> [Given request]
Could you edit the records below so that "single pin" becomes "single marker" everywhere it occurs, leave everything else unchanged, and omit the pictures from your answer?

Lines of data:
★ ★ ★ ★

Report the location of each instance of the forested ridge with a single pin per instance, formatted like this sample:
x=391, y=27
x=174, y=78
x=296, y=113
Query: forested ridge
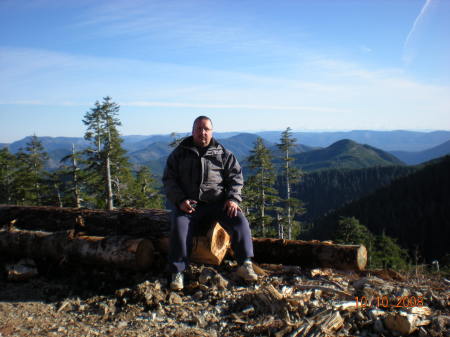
x=326, y=190
x=280, y=199
x=415, y=209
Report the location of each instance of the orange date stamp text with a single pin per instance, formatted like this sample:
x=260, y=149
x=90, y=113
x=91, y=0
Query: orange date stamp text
x=386, y=302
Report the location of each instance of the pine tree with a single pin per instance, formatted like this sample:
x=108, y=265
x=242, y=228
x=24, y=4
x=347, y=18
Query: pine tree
x=75, y=176
x=260, y=194
x=291, y=175
x=8, y=167
x=143, y=192
x=108, y=168
x=176, y=140
x=30, y=173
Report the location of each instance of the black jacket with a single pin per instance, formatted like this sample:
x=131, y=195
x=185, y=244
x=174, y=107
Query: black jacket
x=215, y=176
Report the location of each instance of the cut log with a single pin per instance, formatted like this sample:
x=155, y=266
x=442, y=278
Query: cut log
x=208, y=249
x=155, y=225
x=151, y=223
x=115, y=251
x=310, y=254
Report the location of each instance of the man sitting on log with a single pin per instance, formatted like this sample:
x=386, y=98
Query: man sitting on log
x=203, y=181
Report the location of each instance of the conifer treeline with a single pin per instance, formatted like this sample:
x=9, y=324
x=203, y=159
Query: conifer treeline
x=264, y=197
x=100, y=176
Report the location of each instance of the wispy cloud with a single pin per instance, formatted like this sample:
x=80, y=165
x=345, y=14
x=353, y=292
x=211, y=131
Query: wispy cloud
x=407, y=55
x=322, y=90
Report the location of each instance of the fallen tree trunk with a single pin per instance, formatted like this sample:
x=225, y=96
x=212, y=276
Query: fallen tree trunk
x=310, y=254
x=115, y=251
x=209, y=248
x=152, y=223
x=155, y=225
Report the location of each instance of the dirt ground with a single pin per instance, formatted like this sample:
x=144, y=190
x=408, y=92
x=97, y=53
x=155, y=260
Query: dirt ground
x=286, y=301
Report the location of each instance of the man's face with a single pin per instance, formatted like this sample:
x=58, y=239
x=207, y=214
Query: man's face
x=202, y=133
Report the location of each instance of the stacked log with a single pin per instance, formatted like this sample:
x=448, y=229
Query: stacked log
x=114, y=251
x=310, y=254
x=153, y=225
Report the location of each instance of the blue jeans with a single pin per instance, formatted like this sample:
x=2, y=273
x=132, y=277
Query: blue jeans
x=184, y=226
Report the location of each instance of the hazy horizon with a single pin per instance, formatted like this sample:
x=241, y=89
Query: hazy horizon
x=249, y=65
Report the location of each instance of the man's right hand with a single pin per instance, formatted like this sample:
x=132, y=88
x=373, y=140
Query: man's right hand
x=188, y=206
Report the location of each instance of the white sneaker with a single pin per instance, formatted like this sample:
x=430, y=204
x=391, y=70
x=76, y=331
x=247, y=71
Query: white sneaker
x=177, y=281
x=246, y=272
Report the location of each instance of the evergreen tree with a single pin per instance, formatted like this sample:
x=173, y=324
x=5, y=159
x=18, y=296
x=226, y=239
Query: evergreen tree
x=144, y=194
x=175, y=140
x=8, y=166
x=291, y=175
x=260, y=194
x=29, y=177
x=75, y=176
x=108, y=168
x=388, y=254
x=350, y=231
x=53, y=188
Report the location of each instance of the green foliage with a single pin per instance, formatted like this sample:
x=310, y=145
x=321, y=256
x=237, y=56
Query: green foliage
x=175, y=140
x=383, y=251
x=387, y=253
x=74, y=179
x=143, y=194
x=327, y=190
x=30, y=172
x=344, y=154
x=8, y=166
x=350, y=231
x=259, y=193
x=414, y=209
x=108, y=172
x=291, y=205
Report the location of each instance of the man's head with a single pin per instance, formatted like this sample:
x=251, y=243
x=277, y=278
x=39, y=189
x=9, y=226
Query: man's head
x=202, y=131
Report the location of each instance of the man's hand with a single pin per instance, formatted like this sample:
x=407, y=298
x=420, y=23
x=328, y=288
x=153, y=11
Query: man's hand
x=231, y=208
x=188, y=206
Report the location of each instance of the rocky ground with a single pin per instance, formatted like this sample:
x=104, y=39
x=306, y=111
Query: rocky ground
x=286, y=301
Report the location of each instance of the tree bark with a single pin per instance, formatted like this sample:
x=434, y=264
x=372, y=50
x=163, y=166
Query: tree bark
x=154, y=224
x=209, y=248
x=147, y=223
x=310, y=254
x=114, y=251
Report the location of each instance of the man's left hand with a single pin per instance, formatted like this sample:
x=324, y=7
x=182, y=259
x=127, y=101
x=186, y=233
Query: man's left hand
x=232, y=208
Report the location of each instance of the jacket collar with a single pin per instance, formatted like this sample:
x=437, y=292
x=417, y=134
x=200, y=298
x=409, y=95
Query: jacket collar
x=213, y=146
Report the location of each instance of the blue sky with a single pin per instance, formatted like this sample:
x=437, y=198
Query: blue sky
x=248, y=64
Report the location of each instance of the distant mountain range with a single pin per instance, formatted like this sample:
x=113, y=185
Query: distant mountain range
x=346, y=151
x=344, y=154
x=415, y=209
x=412, y=158
x=398, y=140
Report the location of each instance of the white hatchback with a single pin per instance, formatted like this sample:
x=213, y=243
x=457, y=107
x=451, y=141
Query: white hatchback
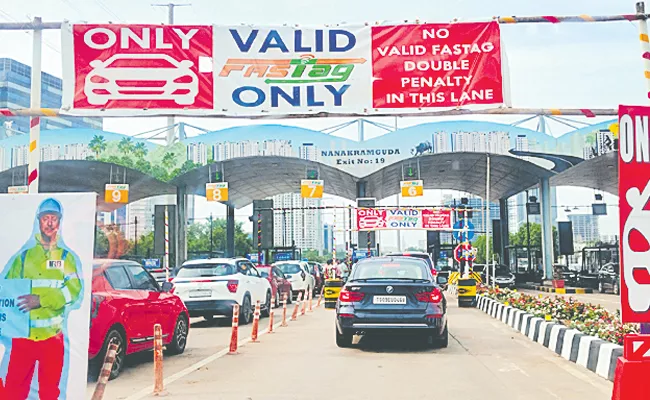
x=297, y=273
x=213, y=286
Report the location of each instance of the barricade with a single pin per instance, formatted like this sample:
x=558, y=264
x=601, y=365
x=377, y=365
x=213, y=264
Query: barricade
x=256, y=322
x=284, y=310
x=98, y=394
x=294, y=316
x=157, y=359
x=234, y=337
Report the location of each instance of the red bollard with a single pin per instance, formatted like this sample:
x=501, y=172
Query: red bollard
x=234, y=337
x=284, y=310
x=294, y=316
x=157, y=359
x=632, y=370
x=256, y=322
x=304, y=305
x=271, y=314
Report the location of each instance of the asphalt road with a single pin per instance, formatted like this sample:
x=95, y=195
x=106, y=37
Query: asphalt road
x=608, y=301
x=485, y=359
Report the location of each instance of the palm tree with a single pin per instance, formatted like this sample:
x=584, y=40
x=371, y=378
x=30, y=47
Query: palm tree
x=140, y=150
x=126, y=145
x=97, y=145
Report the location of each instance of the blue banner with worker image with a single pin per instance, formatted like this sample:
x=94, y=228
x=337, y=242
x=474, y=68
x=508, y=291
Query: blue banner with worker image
x=14, y=322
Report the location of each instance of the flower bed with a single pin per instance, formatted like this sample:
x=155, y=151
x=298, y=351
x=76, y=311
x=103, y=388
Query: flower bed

★ ★ ★ ★

> [Solution to the exercise]
Report the location of each instance of the forested ridge with a single marker per instance, formatted like this sample:
x=391, y=27
x=174, y=78
x=296, y=113
Query: forested ridge
x=326, y=190
x=280, y=199
x=415, y=209
Report the location of each instance of the orange date stamp text with a single marker per instance, formatted like this sample:
x=260, y=149
x=90, y=113
x=91, y=0
Query: orange date stamp text
x=386, y=302
Report the location of each instance of the pine tree with a single marker per instance, formatted like this sample:
x=108, y=265
x=242, y=228
x=24, y=4
x=347, y=18
Query: pine tree
x=75, y=176
x=260, y=194
x=291, y=175
x=8, y=167
x=143, y=192
x=108, y=168
x=176, y=140
x=30, y=173
Report the location of each instance of the black jacket with a single marker per instance, formatted like this sample:
x=131, y=195
x=185, y=244
x=174, y=107
Query: black jacket
x=215, y=176
Report the location of each instance of the cut log with a single marker per instance, formatted like this sample:
x=155, y=266
x=442, y=278
Query: cut log
x=208, y=249
x=155, y=225
x=151, y=223
x=115, y=251
x=310, y=254
Report the location of each instance of the man sitting on log with a single marker per instance, formatted like this sample:
x=386, y=98
Query: man sitting on log
x=203, y=181
Report the location of each instance of the conifer treeline with a single marker per instance, formatted like this sample:
x=9, y=324
x=203, y=159
Query: conifer treeline
x=264, y=197
x=100, y=176
Report the location of each instance of the wispy cloud with a single marker per instance, formatted like this sample:
x=80, y=165
x=345, y=14
x=353, y=292
x=211, y=131
Query: wispy cloud
x=407, y=55
x=322, y=90
Report the location of each instance of the fallen tree trunk with a single marker per instance, formatted like this sample:
x=225, y=96
x=212, y=276
Query: fallen tree trunk
x=310, y=254
x=115, y=251
x=209, y=248
x=152, y=223
x=155, y=225
Report the location of each instance of the dirt ground with a single marker per instance, formatted like this sample:
x=144, y=190
x=408, y=92
x=97, y=53
x=155, y=260
Query: dirt ground
x=286, y=301
Report the location of each instance of the man's face with a single marker per instance, formatted like this sample:
x=58, y=239
x=207, y=214
Query: man's face
x=202, y=133
Report the location of each instance of the stacked log with a single marker per instance, formatted like this sample:
x=448, y=229
Query: stacked log
x=114, y=251
x=310, y=254
x=153, y=225
Report the location of each instance of the blue jeans with a single marker per instance, formatted like this sample:
x=2, y=273
x=132, y=277
Query: blue jeans
x=184, y=226
Report the location of each instance of the hazy horizon with a single marker per instance, formatted like this sample:
x=241, y=89
Query: hazy horizon
x=249, y=65
Report the location of each instance of the man's right hand with a single marker per instance, formatted like this sample:
x=132, y=88
x=373, y=140
Query: man's right hand
x=188, y=206
Report the location of each instance of the white sneaker with a single marker per instance, formatted like this sample:
x=430, y=204
x=391, y=70
x=76, y=331
x=247, y=71
Query: white sneaker
x=177, y=281
x=246, y=272
Report the location of each instance of the evergreen tree with a single marker per instance, formatted like this sample:
x=173, y=324
x=5, y=159
x=18, y=296
x=226, y=239
Query: evergreen tree
x=144, y=194
x=175, y=140
x=8, y=166
x=291, y=175
x=260, y=194
x=29, y=177
x=75, y=176
x=108, y=168
x=388, y=254
x=350, y=231
x=53, y=188
Report the location of each instance of the green foliage with a single marker per instance, formatted like this sample:
x=310, y=145
x=321, y=256
x=237, y=56
Query: green foliage
x=175, y=140
x=383, y=251
x=387, y=253
x=74, y=179
x=143, y=194
x=327, y=190
x=30, y=172
x=344, y=154
x=8, y=166
x=350, y=231
x=259, y=193
x=414, y=209
x=108, y=172
x=291, y=205
Report the location of each instance of the man's head with a single marker per instance, formatted like this sample:
x=251, y=243
x=277, y=278
x=39, y=189
x=9, y=226
Query: man's head
x=202, y=131
Report the location of each instance of the man's hand with a single marker per instance, formatted like this sample:
x=407, y=298
x=420, y=23
x=328, y=288
x=153, y=11
Query: man's hand
x=231, y=208
x=188, y=206
Report the location of each instance of the rocky ground with a single marker per instance, formatted like this sample:
x=104, y=39
x=306, y=111
Query: rocky ground
x=286, y=301
Report the location of each instance of the tree bark with a single marker per instance, formatted like this sample:
x=434, y=264
x=372, y=50
x=163, y=166
Query: tree bark
x=154, y=224
x=209, y=248
x=147, y=223
x=310, y=254
x=114, y=251
Report the location of each instance of the man's left hand with a single marker per instance, formatted like this sample:
x=324, y=7
x=182, y=259
x=127, y=101
x=186, y=233
Query: man's left hand
x=232, y=208
Report the location of each instance of the jacket collar with a single marker per instance, formatted like this sample:
x=437, y=292
x=417, y=134
x=200, y=298
x=409, y=95
Query: jacket collar
x=213, y=146
Report the location of each instance of the blue sky with a single marker per instance, formatted like this sample:
x=437, y=198
Query: blue sky
x=248, y=64
Report the location of each instance of the distant mountain range with a single marker per instance, formatted like this sample:
x=113, y=185
Query: distant mountain range
x=346, y=151
x=344, y=154
x=415, y=209
x=412, y=158
x=398, y=140
Report the location of each instance of the white hatchback with a single marker per instance, formatted like this sample:
x=213, y=243
x=457, y=107
x=451, y=141
Query: white hatchback
x=297, y=273
x=213, y=286
Report the location of each instance of the barricade with a single marker per instance, formatted like this sample:
x=558, y=264
x=601, y=365
x=377, y=365
x=213, y=264
Query: barricade
x=256, y=322
x=284, y=310
x=98, y=394
x=294, y=316
x=157, y=359
x=234, y=337
Report the location of each instance of the red bollard with a single marker per instance, formatted like this sample:
x=501, y=172
Query: red bollard
x=234, y=337
x=284, y=310
x=294, y=316
x=157, y=359
x=632, y=370
x=256, y=322
x=304, y=305
x=271, y=314
Report the location of each instance of the asphalt road with a single marker per instance, formatted like this sample:
x=95, y=195
x=106, y=37
Query: asphalt road
x=608, y=301
x=485, y=359
Report the location of each instance of the palm tree with a single marker per instance, formatted like this sample:
x=584, y=40
x=371, y=378
x=30, y=47
Query: palm tree
x=140, y=150
x=126, y=145
x=97, y=145
Report the location of each instance of the blue banner with worker image with a single marker per instance, formatted like this sample:
x=94, y=228
x=337, y=242
x=474, y=68
x=508, y=291
Query: blue banner with worker image
x=14, y=322
Report the location of each instance of the flower bed with a single marker per instance, formatted like this sample:
x=155, y=151
x=298, y=351
x=76, y=311
x=103, y=388
Query: flower bed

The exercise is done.